**Passage shown:**
= Valladares =

Valladares (or Valadares in Portuguese and Galician) is a notable family name originating in the ancient land of Valadares, situated next to Melgaço. It is the northernmost municipality in Portugal, on the south bank of the Minho River, which separates Portugal and Galicia. Because of the proximity of northern Portugal and Galicia, the early Valadares can be found on both sides of the border. The first titled member of the Valladares nobility in Galicia was Luis Sarmiento de Valladares, the first viscount of Meira in 1669 and first marquis de Valladares 1673, the latter title granted by King Charles II of Spain in the second half of the 17th century. The Valladares family are also very popular in Central America specifically in Honduras, El Salvador, Mexico and in Brazil as well (although the surname is Valadares in Portuguese).

==Valladares nobility of Galicia==
The Valladares family originated in the ancient kingdom of Spain in the northwestern province of Galicia, and the northernmost municipality of Portugal, and so we can find members of the Valladares family on both sides of the Minho river that divides Spain & Portugal. The family was able to establish themselves in other regions of Spain and become influential members of their communities.

**Listed records:**
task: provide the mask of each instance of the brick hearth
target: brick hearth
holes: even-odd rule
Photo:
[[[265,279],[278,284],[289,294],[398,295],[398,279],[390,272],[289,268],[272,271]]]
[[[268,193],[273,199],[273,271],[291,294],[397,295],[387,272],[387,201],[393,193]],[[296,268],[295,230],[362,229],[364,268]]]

**What you will do:**
From the passage on the Valladares name, output the part that opens with the words containing "Valladares (or Valadares" and closes with "Valadares in Portuguese).", copied word for word. The items have nothing to do with the passage on the Valladares family name.

**Reply to the task:**
Valladares (or Valadares in Portuguese and Galician) is a notable family name originating in the ancient land of Valadares, situated next to Melgaço. It is the northernmost municipality in Portugal, on the south bank of the Minho River, which separates Portugal and Galicia. Because of the proximity of northern Portugal and Galicia, the early Valadares can be found on both sides of the border. The first titled member of the Valladares nobility in Galicia was Luis Sarmiento de Valladares, the first viscount of Meira in 1669 and first marquis de Valladares 1673, the latter title granted by King Charles II of Spain in the second half of the 17th century. The Valladares family are also very popular in Central America specifically in Honduras, El Salvador, Mexico and in Brazil as well (although the surname is Valadares in Portuguese).